---------- DATASET ROWS ----------

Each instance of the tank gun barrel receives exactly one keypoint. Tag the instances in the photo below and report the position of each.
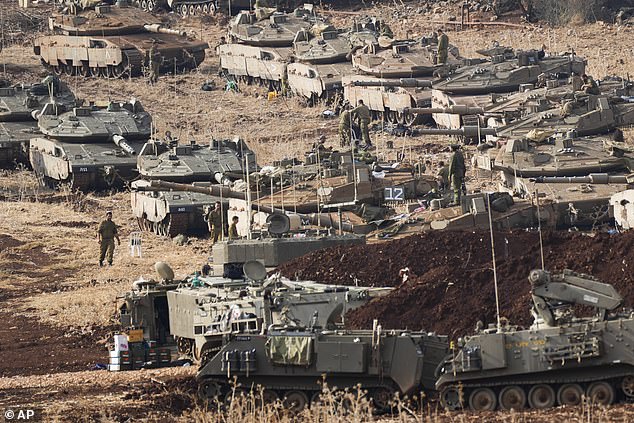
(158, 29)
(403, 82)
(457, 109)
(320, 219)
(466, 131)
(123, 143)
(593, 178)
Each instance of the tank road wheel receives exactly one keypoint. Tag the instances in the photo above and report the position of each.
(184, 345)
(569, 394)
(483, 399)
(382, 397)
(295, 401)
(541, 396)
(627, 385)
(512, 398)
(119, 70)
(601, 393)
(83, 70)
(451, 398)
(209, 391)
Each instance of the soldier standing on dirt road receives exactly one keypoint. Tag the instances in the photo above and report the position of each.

----------
---------- DATASET ROWS ----------

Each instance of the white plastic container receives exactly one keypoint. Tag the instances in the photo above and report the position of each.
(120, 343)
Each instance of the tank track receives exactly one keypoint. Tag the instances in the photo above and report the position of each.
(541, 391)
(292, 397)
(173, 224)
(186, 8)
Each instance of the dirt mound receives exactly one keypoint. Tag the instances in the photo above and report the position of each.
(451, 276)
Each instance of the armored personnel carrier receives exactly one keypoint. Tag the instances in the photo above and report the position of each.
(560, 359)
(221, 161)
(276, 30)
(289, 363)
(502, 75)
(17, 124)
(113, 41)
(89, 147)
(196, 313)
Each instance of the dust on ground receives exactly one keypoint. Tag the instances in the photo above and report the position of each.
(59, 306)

----------

DIRECTION — Could you give everything from "Each instance of the tank gun" down to "Each instance of the soldier" again, changing "photo" to "image" and leaving all else unchanged? Return only those lines, without the pictures.

ANSWER TO THE PROBLEM —
Each instance of the tank gun barrel receives exactly one keypoint. Tag the instances in the image below and report the position of each.
(158, 29)
(403, 82)
(457, 109)
(320, 219)
(466, 131)
(123, 143)
(593, 178)
Each instance of the tank road wheel receives exactly one keypoint. Tag the instances in the image above and report the position of each.
(184, 345)
(569, 394)
(483, 399)
(382, 397)
(295, 401)
(541, 396)
(627, 385)
(512, 398)
(119, 70)
(601, 393)
(83, 70)
(451, 398)
(209, 391)
Each instance of the soldier standing on dirt road receives exactly one keypoint. Tag the instances in the image above and report the position of each.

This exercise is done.